TEXT SECTION
★ ★ ★ ★ ★
18. Accordingly, the injuries sustained by the Respondent are;

a) Blunt injury to the chest

b) Multiple fractured bones of both hands

c) Fractured left iliac bone

d) Blunt injury to the lower back.

Issue no. (b) Whether the quantum of damages should be disturbed

19. Award of damages is largely a question of discretion and the principles which should guide an Appellate court in deciding whether to interfere with such an award are well settled. The appellate court should be satisfied that in assessing the damages, the trial Magistrate took into account an irrelevant factor or left out a relevant one or that the award was so

inordinately low/high as to amount to a wholly erroneous estimate.

20. In his submissions before the trial court, the Respondent relied on Mombasa HCCC No. 210 of 1990; Yawa Tsuma –vs- Highway Carriers Ltdwhere the Plaintiff was a 28-year-old jua kali worker at the time of the accident. He suffered fracture of the shaft femur of the right leg and fracture mid of the right humerus. He was hospitalized for about 2 months during which period the right arm was fixed in a plaster and the right leg put on traction.
★ ★ ★ ★ ★
DATASET EXCERPTS
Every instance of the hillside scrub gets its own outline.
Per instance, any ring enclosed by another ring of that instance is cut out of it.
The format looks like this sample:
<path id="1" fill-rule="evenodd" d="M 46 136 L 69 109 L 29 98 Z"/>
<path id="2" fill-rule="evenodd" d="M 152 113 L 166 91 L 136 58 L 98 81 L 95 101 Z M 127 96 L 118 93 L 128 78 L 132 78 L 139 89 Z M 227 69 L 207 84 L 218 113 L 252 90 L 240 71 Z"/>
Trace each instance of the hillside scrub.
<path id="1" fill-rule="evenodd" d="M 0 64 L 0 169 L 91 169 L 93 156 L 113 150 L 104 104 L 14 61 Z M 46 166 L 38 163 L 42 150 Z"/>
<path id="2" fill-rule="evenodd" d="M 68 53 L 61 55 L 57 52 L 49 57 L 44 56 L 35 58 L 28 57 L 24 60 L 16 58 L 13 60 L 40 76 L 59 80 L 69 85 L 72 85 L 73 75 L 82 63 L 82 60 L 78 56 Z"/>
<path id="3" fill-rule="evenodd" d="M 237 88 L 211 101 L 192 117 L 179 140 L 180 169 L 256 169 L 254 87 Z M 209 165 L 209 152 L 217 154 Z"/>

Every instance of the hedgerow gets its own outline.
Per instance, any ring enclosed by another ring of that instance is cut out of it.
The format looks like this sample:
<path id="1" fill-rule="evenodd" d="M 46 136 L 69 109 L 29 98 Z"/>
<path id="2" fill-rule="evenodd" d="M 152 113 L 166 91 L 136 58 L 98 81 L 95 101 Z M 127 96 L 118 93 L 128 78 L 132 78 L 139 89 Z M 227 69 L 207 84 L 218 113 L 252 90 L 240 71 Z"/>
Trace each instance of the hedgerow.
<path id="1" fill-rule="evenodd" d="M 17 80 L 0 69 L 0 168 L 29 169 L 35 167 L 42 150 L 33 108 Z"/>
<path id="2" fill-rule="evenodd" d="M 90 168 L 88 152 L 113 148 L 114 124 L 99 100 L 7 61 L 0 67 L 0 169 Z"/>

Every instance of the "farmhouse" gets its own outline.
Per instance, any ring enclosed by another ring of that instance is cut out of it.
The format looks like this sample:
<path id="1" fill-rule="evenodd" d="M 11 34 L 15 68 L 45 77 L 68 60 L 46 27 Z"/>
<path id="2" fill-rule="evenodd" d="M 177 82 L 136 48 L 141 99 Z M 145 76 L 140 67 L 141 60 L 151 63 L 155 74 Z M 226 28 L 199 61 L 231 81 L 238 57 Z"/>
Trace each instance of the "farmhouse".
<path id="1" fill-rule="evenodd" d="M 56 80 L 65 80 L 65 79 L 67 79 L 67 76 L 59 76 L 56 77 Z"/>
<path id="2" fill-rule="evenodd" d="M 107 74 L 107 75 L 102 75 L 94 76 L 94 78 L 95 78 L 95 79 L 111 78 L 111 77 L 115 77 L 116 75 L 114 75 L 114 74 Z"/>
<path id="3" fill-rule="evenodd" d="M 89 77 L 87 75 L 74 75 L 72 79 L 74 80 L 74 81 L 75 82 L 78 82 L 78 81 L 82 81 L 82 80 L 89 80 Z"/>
★ ★ ★ ★ ★
THE TASK
Answer these questions from the court excerpt on damages.
1. Which bone did the Respondent fracture on the left side?
2. How old was the Plaintiff in the Yawa Tsuma case at the time of the accident?
3. For about how long was that Plaintiff hospitalized?

ANSWER TO THIS EXERCISE
1. The left iliac bone.
2. 28 years old.
3. About 2 months.